## Task objective:
Keeping every word and mark, copy all of the data.

## Records supplied:

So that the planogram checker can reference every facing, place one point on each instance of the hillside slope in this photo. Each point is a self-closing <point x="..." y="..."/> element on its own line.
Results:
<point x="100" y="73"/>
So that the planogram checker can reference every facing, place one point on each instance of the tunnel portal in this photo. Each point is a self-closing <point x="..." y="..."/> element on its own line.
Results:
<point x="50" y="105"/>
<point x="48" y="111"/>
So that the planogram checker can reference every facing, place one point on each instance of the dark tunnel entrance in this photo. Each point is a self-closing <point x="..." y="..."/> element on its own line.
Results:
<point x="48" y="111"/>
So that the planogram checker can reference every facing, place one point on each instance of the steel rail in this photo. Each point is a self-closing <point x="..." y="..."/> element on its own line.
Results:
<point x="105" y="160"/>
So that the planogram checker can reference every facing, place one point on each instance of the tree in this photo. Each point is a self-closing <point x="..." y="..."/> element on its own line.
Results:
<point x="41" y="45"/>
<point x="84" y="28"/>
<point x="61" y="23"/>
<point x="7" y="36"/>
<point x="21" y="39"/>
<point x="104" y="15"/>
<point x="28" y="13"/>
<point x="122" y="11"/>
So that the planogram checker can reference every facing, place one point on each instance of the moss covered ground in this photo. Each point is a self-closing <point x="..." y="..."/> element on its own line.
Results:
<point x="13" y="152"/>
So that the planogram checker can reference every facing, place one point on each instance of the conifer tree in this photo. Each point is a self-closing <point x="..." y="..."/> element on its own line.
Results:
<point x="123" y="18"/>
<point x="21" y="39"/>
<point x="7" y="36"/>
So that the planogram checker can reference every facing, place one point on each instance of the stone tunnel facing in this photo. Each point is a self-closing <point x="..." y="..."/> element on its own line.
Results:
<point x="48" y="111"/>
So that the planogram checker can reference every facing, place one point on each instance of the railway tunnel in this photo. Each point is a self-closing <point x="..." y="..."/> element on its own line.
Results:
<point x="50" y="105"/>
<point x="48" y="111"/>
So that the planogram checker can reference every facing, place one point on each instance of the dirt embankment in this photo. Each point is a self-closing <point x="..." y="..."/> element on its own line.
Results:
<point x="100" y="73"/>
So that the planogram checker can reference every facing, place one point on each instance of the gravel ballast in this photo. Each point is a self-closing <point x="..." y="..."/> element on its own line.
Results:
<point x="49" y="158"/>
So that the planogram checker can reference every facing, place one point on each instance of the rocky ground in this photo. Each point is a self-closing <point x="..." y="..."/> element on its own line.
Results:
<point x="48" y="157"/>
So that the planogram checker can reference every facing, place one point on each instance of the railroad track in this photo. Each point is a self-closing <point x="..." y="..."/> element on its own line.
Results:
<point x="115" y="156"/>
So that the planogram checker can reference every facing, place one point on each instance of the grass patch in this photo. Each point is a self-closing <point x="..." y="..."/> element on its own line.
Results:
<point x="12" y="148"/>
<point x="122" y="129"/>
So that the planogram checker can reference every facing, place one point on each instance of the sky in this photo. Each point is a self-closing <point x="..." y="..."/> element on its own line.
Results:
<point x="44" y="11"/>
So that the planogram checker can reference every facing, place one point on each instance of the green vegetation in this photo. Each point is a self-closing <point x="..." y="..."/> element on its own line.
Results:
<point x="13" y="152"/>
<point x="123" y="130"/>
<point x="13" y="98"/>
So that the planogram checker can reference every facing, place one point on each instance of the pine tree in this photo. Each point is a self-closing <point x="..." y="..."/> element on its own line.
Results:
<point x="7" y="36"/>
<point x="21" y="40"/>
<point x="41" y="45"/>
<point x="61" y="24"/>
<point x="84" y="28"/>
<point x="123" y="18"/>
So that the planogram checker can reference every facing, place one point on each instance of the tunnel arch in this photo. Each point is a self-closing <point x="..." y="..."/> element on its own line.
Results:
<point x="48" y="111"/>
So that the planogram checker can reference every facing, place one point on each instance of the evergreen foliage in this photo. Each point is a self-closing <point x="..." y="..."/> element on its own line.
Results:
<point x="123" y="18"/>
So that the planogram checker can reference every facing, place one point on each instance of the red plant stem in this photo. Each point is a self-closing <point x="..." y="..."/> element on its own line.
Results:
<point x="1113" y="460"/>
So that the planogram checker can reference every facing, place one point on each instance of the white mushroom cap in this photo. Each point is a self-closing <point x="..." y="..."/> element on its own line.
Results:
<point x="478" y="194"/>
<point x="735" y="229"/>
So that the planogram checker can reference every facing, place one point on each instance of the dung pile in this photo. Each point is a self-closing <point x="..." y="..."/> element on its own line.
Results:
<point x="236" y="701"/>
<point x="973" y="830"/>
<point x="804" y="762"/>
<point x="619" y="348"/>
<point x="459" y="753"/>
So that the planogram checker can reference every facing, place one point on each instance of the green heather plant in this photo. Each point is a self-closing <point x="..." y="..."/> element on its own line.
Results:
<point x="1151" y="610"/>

## Exercise solution:
So that the planogram checker can reference every facing, place one point on each instance of the hillside slope in this photo. Each point is a self-closing <point x="..." y="..."/> element on its own line.
Results:
<point x="100" y="73"/>
So that the planogram checker can reference every facing, place one point on each instance of the tunnel portal in this photo. Each point is a self-closing <point x="..." y="..."/> element on its own line.
Results:
<point x="50" y="105"/>
<point x="48" y="111"/>
So that the planogram checker can reference every facing, place one point on each instance of the dark tunnel entrance in this photo. Each point is a self-closing <point x="..." y="..."/> element on its own line.
Results:
<point x="48" y="111"/>
So that the planogram checker can reference every facing, place one point on each instance of the steel rail in this photo. Each point is a self-closing <point x="..." y="..."/> element on its own line.
Results:
<point x="105" y="160"/>
So that the planogram checker can reference every facing, place one point on each instance of the tree in this photo. Each point is a self-closing <point x="..." y="..."/> element on its own line.
Results:
<point x="41" y="45"/>
<point x="84" y="28"/>
<point x="61" y="23"/>
<point x="7" y="36"/>
<point x="21" y="39"/>
<point x="104" y="15"/>
<point x="28" y="13"/>
<point x="122" y="11"/>
So that the planogram checker can reference every facing, place one point on each instance of the moss covered ground in this photo. Each point is a self-closing <point x="..." y="..."/> element on its own line.
Results:
<point x="13" y="152"/>
So that the planogram checker can reference every facing, place one point on each instance of the conifer tree in this photo. Each point is a self-closing <point x="..." y="..."/> element on its own line.
Results:
<point x="123" y="18"/>
<point x="21" y="39"/>
<point x="7" y="36"/>
So that the planogram checker can reference every facing, place one point on each instance of the stone tunnel facing in this photo. Each point is a self-closing <point x="..." y="..."/> element on its own line.
Results:
<point x="48" y="111"/>
So that the planogram checker can reference every facing, place one point on each instance of the railway tunnel in this photo. Each point is a self-closing <point x="..." y="..."/> element on its own line.
Results:
<point x="50" y="105"/>
<point x="48" y="111"/>
So that the planogram checker can reference every facing, place one point on each instance of the dirt embankment in this photo. Each point is a self-closing <point x="..." y="..."/> element on its own line.
Results:
<point x="100" y="73"/>
So that the planogram checker can reference every facing, place one point on each instance of the gravel ballast in this photo. Each point is a self-closing <point x="..." y="..."/> element on its own line.
Results:
<point x="49" y="158"/>
So that the planogram checker can reference every facing, place one point on each instance of the rocky ground in this photo. Each point is a self-closing <point x="..." y="..."/> element on its own line.
Results:
<point x="48" y="157"/>
So that the planogram checker can reference every facing, place one point on each instance of the railroad track in this photo. Each point is a self-closing <point x="..." y="..."/> element on its own line.
Results:
<point x="115" y="156"/>
So that the planogram checker can reference every facing, place one point on each instance of the grass patch in this photo. Each point is a self-closing <point x="..." y="..."/> element on its own line.
Results:
<point x="12" y="148"/>
<point x="122" y="129"/>
So that the planogram checker can reference every facing, place one point on each instance of the sky in this photo. Each point is a self-closing <point x="..." y="..."/> element on its own line.
Results:
<point x="44" y="11"/>
So that the planogram checker can reference every facing, place one point on each instance of the green vegetation in this photo. Each point is a self-closing <point x="..." y="..."/> element on its own line.
Results:
<point x="13" y="152"/>
<point x="123" y="130"/>
<point x="13" y="98"/>
So that the planogram checker can reference every facing, place one point on each instance of the pine tree in this photo. Each point is a self-closing <point x="..." y="..."/> element on its own line.
Results:
<point x="7" y="36"/>
<point x="21" y="40"/>
<point x="41" y="45"/>
<point x="61" y="24"/>
<point x="84" y="28"/>
<point x="123" y="18"/>
So that the planogram checker can reference every facing, place one point on each instance of the tunnel arch in this photo. Each point is a self-closing <point x="..." y="..."/> element on its own line.
Results:
<point x="48" y="111"/>
So that the planogram checker can reference every facing, place one point on each instance of the evergreen foliage in this photo. Each point is a self-closing <point x="..." y="..."/> element on its own line.
Results:
<point x="123" y="18"/>
So that the planogram checker can reference every facing, place one point on each instance of the red plant stem in this photo. Each point is a self-closing <point x="..." y="..."/> element on its own line.
Results:
<point x="1113" y="460"/>
So that the planogram checker can reference every facing, place one point on each instance of the white mushroom cap in this photo. Each point is a self-closing <point x="..." y="..."/> element on its own line.
Results:
<point x="478" y="194"/>
<point x="735" y="229"/>
So that the planogram checker can reference every facing, place one point on each instance of the dung pile in this photo. Each point is a self-closing <point x="..." y="..."/> element on its own line.
Results:
<point x="236" y="701"/>
<point x="973" y="830"/>
<point x="804" y="762"/>
<point x="619" y="348"/>
<point x="459" y="753"/>
So that the planogram checker can reference every facing, place one point on each instance of the green heather plant in this photo. Each point is a self-closing <point x="..." y="..."/> element on its own line.
Results:
<point x="1151" y="610"/>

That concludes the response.